DATASET RECORDS:
---

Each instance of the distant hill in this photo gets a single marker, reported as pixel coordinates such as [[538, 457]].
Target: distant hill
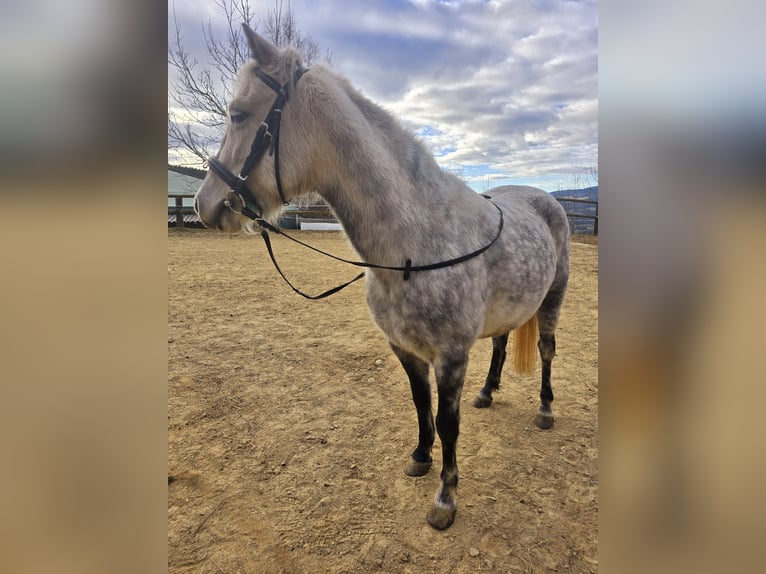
[[586, 193], [579, 224]]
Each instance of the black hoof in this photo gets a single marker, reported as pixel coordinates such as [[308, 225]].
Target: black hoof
[[482, 402], [440, 517], [415, 468]]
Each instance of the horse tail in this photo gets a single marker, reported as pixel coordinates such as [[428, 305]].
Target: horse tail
[[525, 347]]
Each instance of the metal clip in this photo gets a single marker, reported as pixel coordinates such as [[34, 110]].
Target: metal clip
[[231, 198]]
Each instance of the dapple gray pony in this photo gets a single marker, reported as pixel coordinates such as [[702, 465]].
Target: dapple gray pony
[[398, 207]]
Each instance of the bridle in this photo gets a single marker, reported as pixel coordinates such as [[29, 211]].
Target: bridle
[[242, 201]]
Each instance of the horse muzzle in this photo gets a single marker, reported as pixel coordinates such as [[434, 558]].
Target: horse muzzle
[[214, 209]]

---

WORK REQUEST: For this exercise, set down exactly the lines that run from the line holding "Target: distant hill" to the last line of the records above; include both end lines and omit pictures.

EXERCISE OUTPUT:
Target: distant hill
[[586, 193], [579, 224]]
Each instance of the black hoof in this photo gets a single marker, reported as pixel coordinates such as [[308, 225]].
Target: black hoof
[[482, 402], [440, 517], [415, 468]]
Each instance of the horse tail in this photo gets a single marker, reported as pixel coordinates such as [[428, 305]].
Target: horse tail
[[525, 347]]
Each instance of the metal clip in this photo gets a single marker, reported as pixel coordinates such as [[34, 110]].
Target: metal clip
[[231, 198]]
Each instance of the dapple gray pony in this photo gets a single marker, reported as pixel coordinates such as [[702, 465]].
Target: dapple gray pony
[[398, 207]]
Each instance of the bridle in this photo gets a single marker, reported as pixel coordinates such as [[29, 211]].
Target: bridle
[[242, 201]]
Each instance of the horse muzzle in this photo gets a single marker, reported as pixel coordinates such as [[434, 558]].
Target: horse muzzle
[[214, 209]]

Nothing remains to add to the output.